== Stated goal a ==
Could you restate the entries below, from the line with "One keypoint belongs on each instance. Indicate the flower petal" through the end of the entries, replacing "keypoint" with "marker" and keeping everything else the same? Leave the pictures out.

== Document segment ==
BEGIN

ParsedRef properties: is_relative -> bool, run_ref -> str.

resolve_run_ref(storage: BlqStorage, ref: str) -> dict | None
Resolves a ref string to a run data dict. Returns None if not found.

Queries

from blq.services import query_status, query_history, query_events, query_diff

query_status(storage: BlqStorage) -> list[dict[str, Any]]
Returns per-source status: name, status, error_count, warning_count, last_run, run_ref, run_serial.

query_history(
    storage: BlqStorage,
    limit: int = 20,
    source: str | None = None,
    status: str | None = None,   # 'running', 'completed', 'orphaned'
) -> list[dict[str, Any]]
Returns: run_ref, run_serial, source_name, status, error_count, warning_count, started_at, exit_code, command, git_commit, git_branch, git_dirty.

query_events(
    storage: BlqStorage,
    severity: str | None = None,       # 'error', 'warning', or comma-separated
    run_id: int | None = None,
    source: str | None = None,
    file_pattern: str | None = None,
    limit: int = 20,
    default_to_latest: bool = False,
    suppressed_fingerprints: list[str] | None = None,
    all_runs: bool = False,
) -> dict[str, Any]                    # {"events": [...], "total_count": int}

query_diff(storage: BlqStorage, run1: int, run2: int) -> dict[str, Any]
Returns: summary (run1_errors, run2_errors, fixed, new, unchanged), fixed (list), new (list).

END

== Stated goal b ==
Can you continue the blq services API reference from the point where it stops?

== Data supplied ==
BEGIN

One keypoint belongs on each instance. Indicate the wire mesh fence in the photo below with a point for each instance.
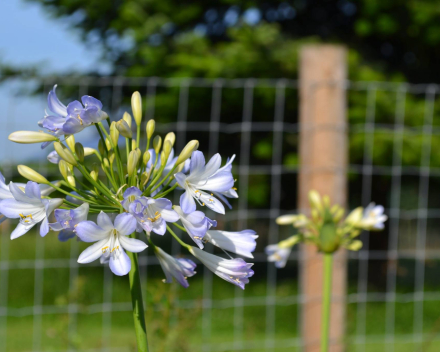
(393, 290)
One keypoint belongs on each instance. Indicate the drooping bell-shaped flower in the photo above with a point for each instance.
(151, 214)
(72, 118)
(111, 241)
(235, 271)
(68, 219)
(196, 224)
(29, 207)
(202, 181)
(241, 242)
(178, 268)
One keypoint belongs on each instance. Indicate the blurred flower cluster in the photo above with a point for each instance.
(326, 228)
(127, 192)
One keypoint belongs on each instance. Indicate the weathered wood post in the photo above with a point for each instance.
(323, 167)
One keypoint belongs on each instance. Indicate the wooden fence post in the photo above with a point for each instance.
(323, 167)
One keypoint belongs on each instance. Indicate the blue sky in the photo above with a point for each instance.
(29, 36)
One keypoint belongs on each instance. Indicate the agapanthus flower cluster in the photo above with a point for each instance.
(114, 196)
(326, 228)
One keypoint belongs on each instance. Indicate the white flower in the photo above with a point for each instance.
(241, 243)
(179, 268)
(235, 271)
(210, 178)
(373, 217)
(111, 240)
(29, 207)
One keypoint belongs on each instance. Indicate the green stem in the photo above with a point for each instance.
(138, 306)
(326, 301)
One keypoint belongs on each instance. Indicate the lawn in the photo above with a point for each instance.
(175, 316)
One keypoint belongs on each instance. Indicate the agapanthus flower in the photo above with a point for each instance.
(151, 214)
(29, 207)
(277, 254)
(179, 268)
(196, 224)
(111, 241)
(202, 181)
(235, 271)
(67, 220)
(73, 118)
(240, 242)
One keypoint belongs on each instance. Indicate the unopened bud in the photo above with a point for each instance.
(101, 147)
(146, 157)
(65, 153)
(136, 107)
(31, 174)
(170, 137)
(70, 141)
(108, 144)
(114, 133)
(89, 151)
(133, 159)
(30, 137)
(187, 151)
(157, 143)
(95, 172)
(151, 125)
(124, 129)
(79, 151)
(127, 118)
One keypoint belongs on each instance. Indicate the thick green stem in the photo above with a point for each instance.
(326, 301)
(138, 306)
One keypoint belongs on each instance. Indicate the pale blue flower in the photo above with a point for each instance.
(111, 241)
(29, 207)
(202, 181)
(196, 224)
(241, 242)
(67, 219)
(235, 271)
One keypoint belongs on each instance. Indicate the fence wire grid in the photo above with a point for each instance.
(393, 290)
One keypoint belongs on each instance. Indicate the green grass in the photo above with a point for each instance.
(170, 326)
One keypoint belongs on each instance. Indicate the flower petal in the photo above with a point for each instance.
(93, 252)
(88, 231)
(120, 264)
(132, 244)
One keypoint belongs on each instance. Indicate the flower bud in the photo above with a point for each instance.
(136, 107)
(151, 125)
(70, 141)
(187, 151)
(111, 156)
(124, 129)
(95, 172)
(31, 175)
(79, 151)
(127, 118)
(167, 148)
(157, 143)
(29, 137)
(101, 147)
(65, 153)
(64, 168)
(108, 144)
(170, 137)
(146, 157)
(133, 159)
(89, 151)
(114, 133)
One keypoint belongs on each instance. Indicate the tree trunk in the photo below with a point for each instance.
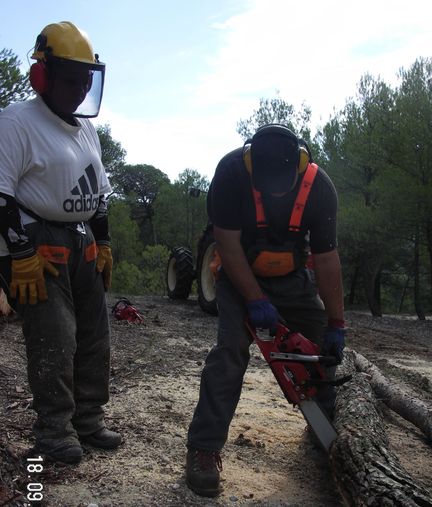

END

== Exercise result a ==
One marker belongs on each instance. Indicate the flower petal in the photo above with a point for each instance.
(93, 252)
(88, 231)
(120, 264)
(132, 244)
One marker belongs on each instance. Indicate the flower bud in the photo above with a point for each instance.
(136, 107)
(151, 125)
(70, 141)
(187, 151)
(111, 156)
(124, 129)
(95, 172)
(31, 175)
(79, 151)
(127, 118)
(167, 148)
(157, 143)
(29, 137)
(101, 147)
(65, 153)
(64, 168)
(108, 144)
(170, 137)
(146, 157)
(133, 159)
(89, 151)
(114, 133)
One marker belongs on each instance. Indicate the tree trunk in the photo below with a point for each instance.

== Exercise result b ==
Inspect

from blq.services import (
    get_source_context, get_log_context,
    get_git_context, get_fingerprint_history,
)
get_source_context(
    ref_file: str | None, ref_line: int | None,
    source_root: Path, context_lines: int = 3,
) -> str | None

get_log_context(
    storage: BlqStorage | None, run_id: int,
    log_line_start: int | None, log_line_end: int | None,
    context_lines: int = 3,
) -> str | None

get_git_context(
    ref_file: str | None, ref_line: int | None,
    source_root: Path, history_limit: int = 2,
) -> dict[str, Any] | None    # {file, line, blame, recent_commits}

get_fingerprint_history(
    storage: BlqStorage | None, fingerprint: str | None,
) -> dict[str, Any] | None    # {fingerprint, first_seen, last_seen, occurrences, is_regression}

Execution

from blq.services import run_result_to_concise

run_result_to_concise(full_result: dict[str, Any], source_name: str) -> dict[str, Any]
Converts a RunResult.to_json() dict into the concise response format with keys: run_ref, cmd, status, exit_code, duration_sec, summary, output_stats. Conditionally includes errors (max 10), warnings (max 5), infos (max 5).


MCP Tools

MCP server started via blq mcp serve. Tools are callable by any MCP client.

run

Run a registered command and capture output.

Parameter Type Default Description
command str required Registered command name
args dict[str,str] \| list[str] \| None None Named args (dict) or positional args (list)
extra list[str] \| None None Passthrough arguments appended to command
timeout int \| None None Timeout in seconds
lines str \| None None Line selection for inline output (e.g. '+20-')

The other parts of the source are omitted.